▶ [GOAL] Repeat word for word the portion of the scalar field article below, starting at the words "Once again, let" and stopping after "of harmonic oscillators.".

▶ [TEXT]

-- -- --

Once again, let us see how classical scalar field theory naturally gives rise to common natural phenomena. Today, we will derive the evolution of harmonic oscillators.
Scalar form
Scalar fields
Given a scalar field (in flat spacetime) \(\phi \left( x^\rho \right)\) with the following Lagrangian density,
\[\mathcal{L} = \frac{1}{2} \partial_\alpha \phi \: \eta^{\alpha \beta} \: \partial_\beta \phi - V \left( \phi \right)\]We obtain the equation of motion,
\[\square \phi + \frac{\partial V}{\partial \phi} = 0\]Klein-Gordon equation
Taylor-expanding the term \(\frac{\partial V}{\partial \phi} = V^\prime \left( \phi \right)\),
\[V^\prime \left( \phi \right) = \sum_{k=0}^\infty \frac{1}{k!} \: V^{\left( k+1 \right)} \left( 0 \right) \: \phi^k\]The equation of motion we have seen previously is a wave equation, i.e. its solutions are oscillating waves. If we are given a solution \(\phi\) with a small amplitude so that the square and higher powers of \(\phi\) become negligible, \(V^\prime \left( \phi \right)\) assumes the form,
\[\begin{align} V^\prime \left( \phi \right) & \approx \sum_{k=0}^1 \frac{1}{k!} \: V^{\left( k+1 \right)} \left( 0 \right) \: \phi^k \\ & = V^{\prime} \left( 0 \right) + V^{\prime \prime} \left( 0 \right) \: \phi \end{align}\]If the oscillating field \(\phi\) is stable, it must vibrate about a local minima of the potential. Without loss of generality, let this minima exist at \(\phi = 0\) (if it does not, we can add to \(\phi\) a constant scalar field so that the minima exists at \(\phi_{\text{new}} = 0\), without altering the equations of motion). Hence, setting \(V^\prime \left( 0 \right) = 0\),
\[V^\prime \left( \phi \right) = V^{\prime \prime} \left( 0 \right) \: \phi\]Since we are considering the limiting case where the amplitude \(\phi_{\text{max}} \to 0\), the equality sign above is appropriate. Plugging the result into the equation of motion,
\[\begin{aligned} \square \phi + V^{\prime \prime} \left( 0 \right) \: \phi & = 0 & \text{i.e.,} \\ \square \phi + m^2 \phi & = 0 \end{aligned}\]The above equation is known as the Klein-Gordon equation, named after its discoverers. \(V^{\prime \prime} \left( 0 \right)\) is analogous to a spring constant \(m^2\), which is the force \(- \frac{\partial V}{\partial \phi}\) per unit displacement \(\phi\). The reason for writing the spring constant as \(m^2\) and not as \(m\) will become apparent later.

-- -- --

▶ [Entries drawn from a collection]
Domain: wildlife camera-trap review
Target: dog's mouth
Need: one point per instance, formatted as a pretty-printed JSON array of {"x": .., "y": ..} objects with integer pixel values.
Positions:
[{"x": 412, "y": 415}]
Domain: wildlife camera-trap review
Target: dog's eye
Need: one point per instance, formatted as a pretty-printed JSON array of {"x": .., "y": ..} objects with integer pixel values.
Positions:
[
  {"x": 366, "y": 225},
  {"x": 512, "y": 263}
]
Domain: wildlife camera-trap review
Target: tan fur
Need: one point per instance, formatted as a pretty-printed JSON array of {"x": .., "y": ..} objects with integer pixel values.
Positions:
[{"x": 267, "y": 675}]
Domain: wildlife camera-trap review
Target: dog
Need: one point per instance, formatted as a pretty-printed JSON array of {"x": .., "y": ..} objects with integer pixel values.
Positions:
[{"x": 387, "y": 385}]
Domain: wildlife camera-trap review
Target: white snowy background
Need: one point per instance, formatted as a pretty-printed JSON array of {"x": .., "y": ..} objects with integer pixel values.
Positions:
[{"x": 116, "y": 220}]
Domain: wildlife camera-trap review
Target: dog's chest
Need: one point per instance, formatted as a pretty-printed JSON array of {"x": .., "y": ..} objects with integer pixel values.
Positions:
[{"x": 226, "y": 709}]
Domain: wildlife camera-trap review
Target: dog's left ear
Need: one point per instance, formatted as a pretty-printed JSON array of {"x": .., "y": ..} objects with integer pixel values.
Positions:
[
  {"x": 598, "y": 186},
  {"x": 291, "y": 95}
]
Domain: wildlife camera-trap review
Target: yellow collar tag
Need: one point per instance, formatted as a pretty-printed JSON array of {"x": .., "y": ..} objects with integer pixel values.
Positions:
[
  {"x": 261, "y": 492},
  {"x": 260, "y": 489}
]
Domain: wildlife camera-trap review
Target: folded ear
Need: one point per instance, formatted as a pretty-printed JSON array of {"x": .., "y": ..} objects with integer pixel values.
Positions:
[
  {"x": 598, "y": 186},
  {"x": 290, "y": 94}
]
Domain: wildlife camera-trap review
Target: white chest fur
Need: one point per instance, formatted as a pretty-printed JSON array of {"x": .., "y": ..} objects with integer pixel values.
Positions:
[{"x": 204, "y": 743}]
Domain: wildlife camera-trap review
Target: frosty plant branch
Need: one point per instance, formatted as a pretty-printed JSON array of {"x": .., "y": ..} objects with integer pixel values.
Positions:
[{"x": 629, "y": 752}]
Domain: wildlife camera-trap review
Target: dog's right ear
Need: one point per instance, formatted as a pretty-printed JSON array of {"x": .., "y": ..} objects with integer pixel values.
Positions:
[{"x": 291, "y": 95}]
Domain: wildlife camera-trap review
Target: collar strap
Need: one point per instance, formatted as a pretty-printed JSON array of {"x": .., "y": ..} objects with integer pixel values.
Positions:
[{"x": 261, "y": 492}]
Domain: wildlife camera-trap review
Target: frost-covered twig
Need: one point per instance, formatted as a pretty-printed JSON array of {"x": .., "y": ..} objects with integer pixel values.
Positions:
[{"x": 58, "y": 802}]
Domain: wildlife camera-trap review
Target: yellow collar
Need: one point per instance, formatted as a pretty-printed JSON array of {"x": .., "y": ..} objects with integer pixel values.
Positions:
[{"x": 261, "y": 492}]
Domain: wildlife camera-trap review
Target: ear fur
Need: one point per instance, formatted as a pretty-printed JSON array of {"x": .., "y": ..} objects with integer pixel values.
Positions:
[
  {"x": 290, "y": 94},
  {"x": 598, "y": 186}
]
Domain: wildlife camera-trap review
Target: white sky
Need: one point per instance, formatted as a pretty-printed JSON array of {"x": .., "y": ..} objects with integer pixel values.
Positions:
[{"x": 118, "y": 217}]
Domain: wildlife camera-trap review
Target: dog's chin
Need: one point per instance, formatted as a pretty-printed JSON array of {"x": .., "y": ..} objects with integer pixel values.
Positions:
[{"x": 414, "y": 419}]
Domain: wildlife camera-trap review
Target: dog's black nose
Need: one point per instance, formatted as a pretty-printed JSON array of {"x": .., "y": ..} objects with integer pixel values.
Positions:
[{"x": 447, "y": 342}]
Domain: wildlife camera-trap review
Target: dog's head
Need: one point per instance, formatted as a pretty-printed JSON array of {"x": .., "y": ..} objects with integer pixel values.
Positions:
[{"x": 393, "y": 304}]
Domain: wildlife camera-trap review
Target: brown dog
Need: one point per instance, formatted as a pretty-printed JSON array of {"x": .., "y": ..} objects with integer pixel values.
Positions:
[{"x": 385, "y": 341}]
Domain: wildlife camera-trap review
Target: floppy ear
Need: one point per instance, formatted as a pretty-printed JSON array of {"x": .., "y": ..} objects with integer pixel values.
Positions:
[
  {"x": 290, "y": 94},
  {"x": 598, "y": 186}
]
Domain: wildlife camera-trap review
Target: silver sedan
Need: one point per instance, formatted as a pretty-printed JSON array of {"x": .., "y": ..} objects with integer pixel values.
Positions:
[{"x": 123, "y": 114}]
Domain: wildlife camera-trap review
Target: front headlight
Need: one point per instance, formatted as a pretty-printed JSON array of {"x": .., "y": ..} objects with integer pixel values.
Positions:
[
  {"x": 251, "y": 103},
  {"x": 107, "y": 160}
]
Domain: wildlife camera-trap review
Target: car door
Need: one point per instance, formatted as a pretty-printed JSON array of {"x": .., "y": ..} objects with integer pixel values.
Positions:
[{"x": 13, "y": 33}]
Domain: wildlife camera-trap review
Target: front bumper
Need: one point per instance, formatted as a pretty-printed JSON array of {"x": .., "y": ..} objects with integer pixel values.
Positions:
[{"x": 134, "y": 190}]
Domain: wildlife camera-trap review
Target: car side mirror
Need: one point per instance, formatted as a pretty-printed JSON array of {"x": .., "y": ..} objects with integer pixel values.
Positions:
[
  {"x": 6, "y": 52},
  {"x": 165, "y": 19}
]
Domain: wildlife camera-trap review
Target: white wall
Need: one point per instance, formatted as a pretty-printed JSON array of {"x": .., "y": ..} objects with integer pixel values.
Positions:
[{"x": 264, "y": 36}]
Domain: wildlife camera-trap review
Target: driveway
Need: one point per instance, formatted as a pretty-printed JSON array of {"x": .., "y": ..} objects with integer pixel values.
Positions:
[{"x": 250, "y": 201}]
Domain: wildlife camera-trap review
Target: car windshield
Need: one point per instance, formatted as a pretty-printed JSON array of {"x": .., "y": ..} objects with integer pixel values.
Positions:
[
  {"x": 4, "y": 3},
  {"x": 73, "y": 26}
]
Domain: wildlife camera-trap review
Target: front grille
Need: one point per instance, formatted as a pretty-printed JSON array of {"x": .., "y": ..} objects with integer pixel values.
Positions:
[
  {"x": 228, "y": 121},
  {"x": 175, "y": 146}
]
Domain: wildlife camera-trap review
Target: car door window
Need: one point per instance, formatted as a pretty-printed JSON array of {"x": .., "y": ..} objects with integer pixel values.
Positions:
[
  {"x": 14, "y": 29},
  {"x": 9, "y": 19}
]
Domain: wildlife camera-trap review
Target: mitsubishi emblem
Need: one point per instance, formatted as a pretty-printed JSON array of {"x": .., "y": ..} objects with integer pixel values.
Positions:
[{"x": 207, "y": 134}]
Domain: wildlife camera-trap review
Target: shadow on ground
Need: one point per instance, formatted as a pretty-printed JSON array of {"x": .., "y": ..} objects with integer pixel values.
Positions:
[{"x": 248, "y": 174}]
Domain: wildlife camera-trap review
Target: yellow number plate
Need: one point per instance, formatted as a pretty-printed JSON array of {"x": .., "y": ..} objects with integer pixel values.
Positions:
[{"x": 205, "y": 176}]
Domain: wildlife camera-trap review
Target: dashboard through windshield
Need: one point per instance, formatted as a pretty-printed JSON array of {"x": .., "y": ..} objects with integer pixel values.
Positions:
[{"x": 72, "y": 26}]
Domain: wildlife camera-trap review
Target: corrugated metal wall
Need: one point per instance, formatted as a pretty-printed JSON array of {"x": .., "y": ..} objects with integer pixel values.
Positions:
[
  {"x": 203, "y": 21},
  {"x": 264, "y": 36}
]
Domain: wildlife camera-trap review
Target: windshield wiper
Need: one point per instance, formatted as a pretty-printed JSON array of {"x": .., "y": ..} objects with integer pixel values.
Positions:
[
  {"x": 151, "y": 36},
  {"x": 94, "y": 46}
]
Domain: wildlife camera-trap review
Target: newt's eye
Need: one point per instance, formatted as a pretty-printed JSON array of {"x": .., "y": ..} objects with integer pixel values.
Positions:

-- -- --

▶ [SOLUTION TO THE EXERCISE]
Once again, let us see how classical scalar field theory naturally gives rise to common natural phenomena. Today, we will derive the evolution of harmonic oscillators.